Would you quote every entry exactly, dropping only the pictures?
####################
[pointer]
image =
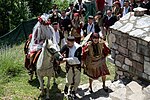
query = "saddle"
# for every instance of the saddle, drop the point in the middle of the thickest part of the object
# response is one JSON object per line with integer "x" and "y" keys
{"x": 27, "y": 60}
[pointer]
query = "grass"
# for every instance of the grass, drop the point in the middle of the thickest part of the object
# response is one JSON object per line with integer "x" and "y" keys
{"x": 14, "y": 78}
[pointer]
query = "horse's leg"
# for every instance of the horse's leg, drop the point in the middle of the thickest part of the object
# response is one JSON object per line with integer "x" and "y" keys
{"x": 47, "y": 89}
{"x": 41, "y": 85}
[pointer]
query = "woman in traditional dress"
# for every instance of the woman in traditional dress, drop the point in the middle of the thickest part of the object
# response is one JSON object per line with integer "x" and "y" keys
{"x": 96, "y": 61}
{"x": 77, "y": 24}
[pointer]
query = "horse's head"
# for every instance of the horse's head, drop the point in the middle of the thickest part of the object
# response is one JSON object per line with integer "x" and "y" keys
{"x": 52, "y": 49}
####################
### Task output
[pointer]
image =
query = "saddle"
# for every instance of the saddle, drop the point in the middle of the thickest part of the object
# response is one JSON object per line with integer "x" and "y" keys
{"x": 27, "y": 60}
[pointer]
query = "grass"
# for every instance of the grass, drop the point in the middle of the thickest part of the object
# response is one JSON object per line with integer "x" and "y" keys
{"x": 14, "y": 78}
[pointer]
query = "horse's leg"
# for every instance of the horse's leg, drop the point in the middle of the thickest part of the object
# response is one JSON object per line with integer "x" and "y" keys
{"x": 47, "y": 89}
{"x": 41, "y": 85}
[pointer]
query = "woman in traditional dress"
# for every instance of the woman in traditional dress, drop the point in the middle of the thickest part of the object
# response is one JSON object per line with integer "x" and "y" keys
{"x": 96, "y": 61}
{"x": 77, "y": 24}
[pointer]
query = "horse's head"
# for every instance of the horse's head, drop the point in the middle of the thickest part of the object
# response is one JSON object per line with integer "x" and "y" keys
{"x": 52, "y": 49}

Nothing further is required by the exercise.